Aim
Extract every line below that contains the word "statue".

Supplied records
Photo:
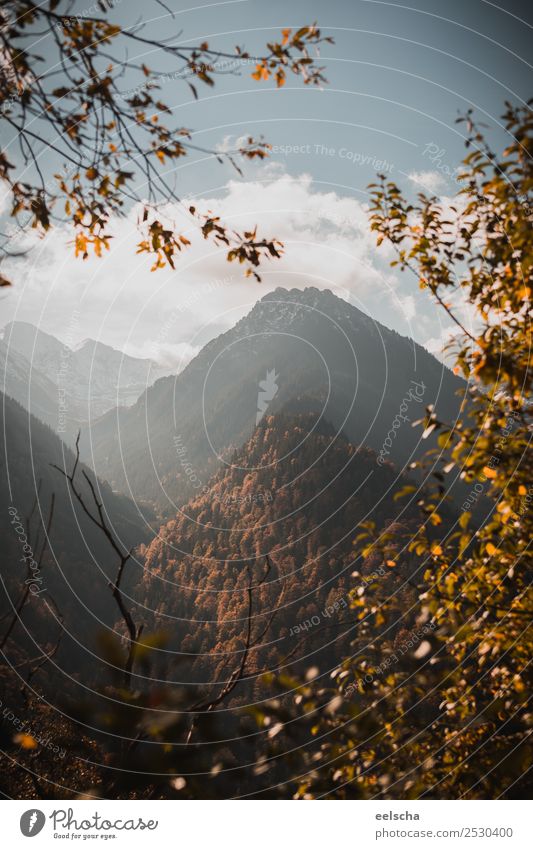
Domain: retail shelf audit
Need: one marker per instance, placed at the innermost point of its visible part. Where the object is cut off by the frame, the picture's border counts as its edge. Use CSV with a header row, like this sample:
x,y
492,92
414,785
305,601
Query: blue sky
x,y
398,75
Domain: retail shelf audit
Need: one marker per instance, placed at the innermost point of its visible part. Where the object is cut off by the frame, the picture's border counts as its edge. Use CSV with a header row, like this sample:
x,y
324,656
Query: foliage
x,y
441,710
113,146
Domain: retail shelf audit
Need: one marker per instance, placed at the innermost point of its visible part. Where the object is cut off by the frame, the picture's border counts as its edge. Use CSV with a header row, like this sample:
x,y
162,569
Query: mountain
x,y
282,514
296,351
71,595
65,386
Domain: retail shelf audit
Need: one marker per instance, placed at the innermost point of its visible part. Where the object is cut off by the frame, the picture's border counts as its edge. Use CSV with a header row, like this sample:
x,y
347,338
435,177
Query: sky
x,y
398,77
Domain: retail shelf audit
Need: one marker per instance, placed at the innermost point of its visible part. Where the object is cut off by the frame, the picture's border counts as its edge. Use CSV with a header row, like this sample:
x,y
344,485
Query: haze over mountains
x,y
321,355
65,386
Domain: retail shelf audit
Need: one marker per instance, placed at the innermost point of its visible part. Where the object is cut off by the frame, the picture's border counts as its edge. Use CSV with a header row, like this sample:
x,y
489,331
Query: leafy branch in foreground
==
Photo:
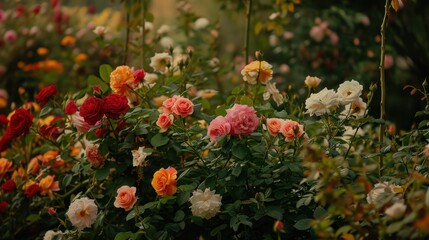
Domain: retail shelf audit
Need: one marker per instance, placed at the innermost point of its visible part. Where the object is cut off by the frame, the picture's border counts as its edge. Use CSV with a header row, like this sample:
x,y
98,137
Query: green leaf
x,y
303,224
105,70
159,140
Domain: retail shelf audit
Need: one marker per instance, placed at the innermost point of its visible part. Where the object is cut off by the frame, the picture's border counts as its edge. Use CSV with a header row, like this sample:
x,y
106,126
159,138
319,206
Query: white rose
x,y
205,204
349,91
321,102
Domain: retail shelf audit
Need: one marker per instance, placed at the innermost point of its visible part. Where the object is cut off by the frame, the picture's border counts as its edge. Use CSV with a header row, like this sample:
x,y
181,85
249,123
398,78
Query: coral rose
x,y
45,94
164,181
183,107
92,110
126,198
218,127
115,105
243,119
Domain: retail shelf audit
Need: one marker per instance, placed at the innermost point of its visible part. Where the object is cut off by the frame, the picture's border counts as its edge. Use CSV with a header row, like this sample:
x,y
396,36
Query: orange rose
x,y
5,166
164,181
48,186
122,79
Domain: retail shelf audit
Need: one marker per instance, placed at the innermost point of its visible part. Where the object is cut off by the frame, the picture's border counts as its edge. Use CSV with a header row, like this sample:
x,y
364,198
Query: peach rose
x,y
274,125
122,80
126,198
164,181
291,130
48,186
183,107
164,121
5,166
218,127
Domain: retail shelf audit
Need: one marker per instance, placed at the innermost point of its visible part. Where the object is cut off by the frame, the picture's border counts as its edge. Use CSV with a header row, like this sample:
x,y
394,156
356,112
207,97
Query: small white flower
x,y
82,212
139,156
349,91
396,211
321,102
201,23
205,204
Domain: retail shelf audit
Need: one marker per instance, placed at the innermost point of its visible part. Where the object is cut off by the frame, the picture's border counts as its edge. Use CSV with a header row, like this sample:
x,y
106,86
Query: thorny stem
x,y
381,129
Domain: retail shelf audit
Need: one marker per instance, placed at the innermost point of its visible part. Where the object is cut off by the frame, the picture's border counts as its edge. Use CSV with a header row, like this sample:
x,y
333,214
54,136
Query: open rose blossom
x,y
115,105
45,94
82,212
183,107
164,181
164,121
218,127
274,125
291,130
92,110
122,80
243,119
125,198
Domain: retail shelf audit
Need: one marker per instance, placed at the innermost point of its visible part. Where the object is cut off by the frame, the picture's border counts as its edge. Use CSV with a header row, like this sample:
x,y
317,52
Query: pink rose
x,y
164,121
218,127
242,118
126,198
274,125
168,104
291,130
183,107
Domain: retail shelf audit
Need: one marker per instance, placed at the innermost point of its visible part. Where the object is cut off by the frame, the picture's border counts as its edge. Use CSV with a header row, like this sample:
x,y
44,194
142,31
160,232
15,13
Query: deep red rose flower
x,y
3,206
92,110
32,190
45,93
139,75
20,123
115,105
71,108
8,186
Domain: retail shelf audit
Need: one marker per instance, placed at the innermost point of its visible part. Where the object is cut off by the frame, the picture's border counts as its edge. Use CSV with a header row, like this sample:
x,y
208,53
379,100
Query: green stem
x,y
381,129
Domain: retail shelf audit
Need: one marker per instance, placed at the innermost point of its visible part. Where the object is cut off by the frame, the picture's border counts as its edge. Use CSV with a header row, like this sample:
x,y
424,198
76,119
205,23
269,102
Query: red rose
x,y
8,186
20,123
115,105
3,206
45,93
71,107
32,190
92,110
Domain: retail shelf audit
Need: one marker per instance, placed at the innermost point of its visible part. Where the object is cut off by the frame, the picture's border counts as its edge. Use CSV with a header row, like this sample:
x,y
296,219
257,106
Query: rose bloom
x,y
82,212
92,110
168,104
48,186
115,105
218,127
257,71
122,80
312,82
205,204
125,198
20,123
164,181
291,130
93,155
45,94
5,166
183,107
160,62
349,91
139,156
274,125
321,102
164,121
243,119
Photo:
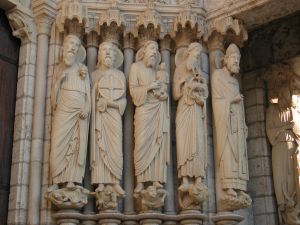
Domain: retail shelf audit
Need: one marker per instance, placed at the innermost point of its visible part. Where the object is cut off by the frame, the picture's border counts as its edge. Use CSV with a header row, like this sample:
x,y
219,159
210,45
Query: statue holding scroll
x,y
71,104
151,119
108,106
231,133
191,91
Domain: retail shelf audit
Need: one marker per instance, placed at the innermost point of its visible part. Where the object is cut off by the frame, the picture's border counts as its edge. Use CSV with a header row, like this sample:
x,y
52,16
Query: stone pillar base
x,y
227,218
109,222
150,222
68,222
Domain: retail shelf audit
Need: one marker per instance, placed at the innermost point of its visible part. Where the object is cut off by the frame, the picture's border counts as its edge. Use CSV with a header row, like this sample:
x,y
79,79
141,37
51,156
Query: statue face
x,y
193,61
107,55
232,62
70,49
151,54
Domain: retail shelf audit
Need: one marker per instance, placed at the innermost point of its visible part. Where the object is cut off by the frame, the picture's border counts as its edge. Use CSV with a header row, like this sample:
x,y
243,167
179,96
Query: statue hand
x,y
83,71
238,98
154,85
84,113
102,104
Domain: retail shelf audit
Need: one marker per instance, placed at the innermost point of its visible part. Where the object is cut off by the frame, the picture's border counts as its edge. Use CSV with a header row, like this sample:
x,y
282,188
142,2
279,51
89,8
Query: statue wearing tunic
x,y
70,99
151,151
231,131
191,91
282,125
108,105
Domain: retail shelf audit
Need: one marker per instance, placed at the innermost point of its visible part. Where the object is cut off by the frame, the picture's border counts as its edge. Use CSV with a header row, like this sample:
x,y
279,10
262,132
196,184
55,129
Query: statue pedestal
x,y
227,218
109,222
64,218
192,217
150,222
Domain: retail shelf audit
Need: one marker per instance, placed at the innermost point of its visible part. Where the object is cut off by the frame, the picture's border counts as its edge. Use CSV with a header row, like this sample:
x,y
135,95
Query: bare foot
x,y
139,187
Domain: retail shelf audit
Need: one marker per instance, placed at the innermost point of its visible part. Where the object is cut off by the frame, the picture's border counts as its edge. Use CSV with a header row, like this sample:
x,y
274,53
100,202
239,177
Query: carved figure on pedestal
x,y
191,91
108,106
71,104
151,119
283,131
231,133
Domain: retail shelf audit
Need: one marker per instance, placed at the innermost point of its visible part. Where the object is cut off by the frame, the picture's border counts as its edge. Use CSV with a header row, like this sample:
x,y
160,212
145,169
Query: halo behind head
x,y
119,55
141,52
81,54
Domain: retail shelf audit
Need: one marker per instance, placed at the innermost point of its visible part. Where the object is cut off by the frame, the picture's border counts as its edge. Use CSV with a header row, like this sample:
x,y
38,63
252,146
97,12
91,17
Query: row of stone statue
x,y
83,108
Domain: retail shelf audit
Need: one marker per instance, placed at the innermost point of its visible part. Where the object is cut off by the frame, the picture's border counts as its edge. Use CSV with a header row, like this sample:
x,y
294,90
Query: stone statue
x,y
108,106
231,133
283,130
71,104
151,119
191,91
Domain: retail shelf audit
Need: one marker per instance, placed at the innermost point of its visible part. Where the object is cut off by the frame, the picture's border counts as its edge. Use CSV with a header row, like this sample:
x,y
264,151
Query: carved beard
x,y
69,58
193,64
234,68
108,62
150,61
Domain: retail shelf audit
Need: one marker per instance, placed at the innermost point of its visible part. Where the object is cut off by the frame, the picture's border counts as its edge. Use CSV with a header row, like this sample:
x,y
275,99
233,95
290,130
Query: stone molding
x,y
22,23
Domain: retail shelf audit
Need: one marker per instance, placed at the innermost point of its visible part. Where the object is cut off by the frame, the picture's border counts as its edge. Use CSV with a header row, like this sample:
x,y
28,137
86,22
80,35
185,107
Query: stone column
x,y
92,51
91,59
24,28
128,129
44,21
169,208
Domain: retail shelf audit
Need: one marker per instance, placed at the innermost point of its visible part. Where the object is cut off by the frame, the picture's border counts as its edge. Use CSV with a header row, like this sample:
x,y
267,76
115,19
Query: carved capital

Final result
Query: statue holding scroll
Query: statue face
Query: statue hand
Query: statue wearing tunic
Query: statue pedestal
Query: row of stone statue
Query: stone statue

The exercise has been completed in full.